• [Consigne écrite]
Rédigez la suite de l'extrait sur les opérations de paiement non autorisées, à partir de sa dernière phrase.

• [Extrait cité]
Le droit applicable aux opérations de paiement est très protecteur pour le payeur. Cela est particulièrement net en cas de contestation d’une opération de paiement non autorisée. En effet, il découle de l’article L. 133-18 du Code monétaire et financier N° Lexbase : L7451MDC, que si cette opération a correctement été signalée par l’utilisateur, le prestataire de services de paiement du payeur doit rembourser le payeur. Il devra plus précisément rétablir le compte débité dans l’état où il se serait trouvé si l’opération non autorisée n’avait pas eu lieu. Il est donc important de déterminer, avec exactitude, dans quels cas une opérations de paiement est autorisée et quand elle ne l’est pas. On ne sera pas surpris de relever des décisions de justice amenées à se prononcer sur ce point (v. par ex., Cass. com., 30 novembre 2022, n° 21-17.614, F-B N° Lexbase : A45428W7, J. Lasserre-Capdeville, Lexbase Affaires, décembre 2022, n° 739 N° Lexbase : N3620BZ4). Il en va ainsi dans l’arrêt sélectionné.

• [Matériel fourni]

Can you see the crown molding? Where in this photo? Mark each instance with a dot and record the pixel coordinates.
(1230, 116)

• [Réponse attendue]
Faits et procédure. Le 4 juillet 2015, M. et Mme I. avaient rempli, signé et adressé par lettre simple à la société La Banque postale deux ordres de virement de, respectivement, 14 000 euros et 86 000 euros, à exécuter à partir de leur compte joint ouvert dans les livres de cette banque. Les ordres de virement mentionnaient Mme I. comme bénéficiaire et comportaient les coordonnées de son compte détenu auprès de la société ING Belgique.
Le 29 juillet 2015, M. et Mme I. avaient constaté que les fonds virés n’avaient pas été crédités sur le compte détenu auprès de la société ING Belgique et avaient appris de la société La Banque postale qu’ils avaient été versés sur un compte tiers à la suite d’une modification du numéro IBAN figurant sur les ordres de virement.
Le 23 décembre 2015, M. et Mme I avaient assigné la société La Banque postale en remboursement, laquelle avait appelé en garantie la société ING Belgique.
Toutefois, la cour d’appel de Paris ayant débouté les époux de leur demande de remboursement, ceux-ci avaient formé un pourvoi en cassation (la société ING Belgique en avait de même).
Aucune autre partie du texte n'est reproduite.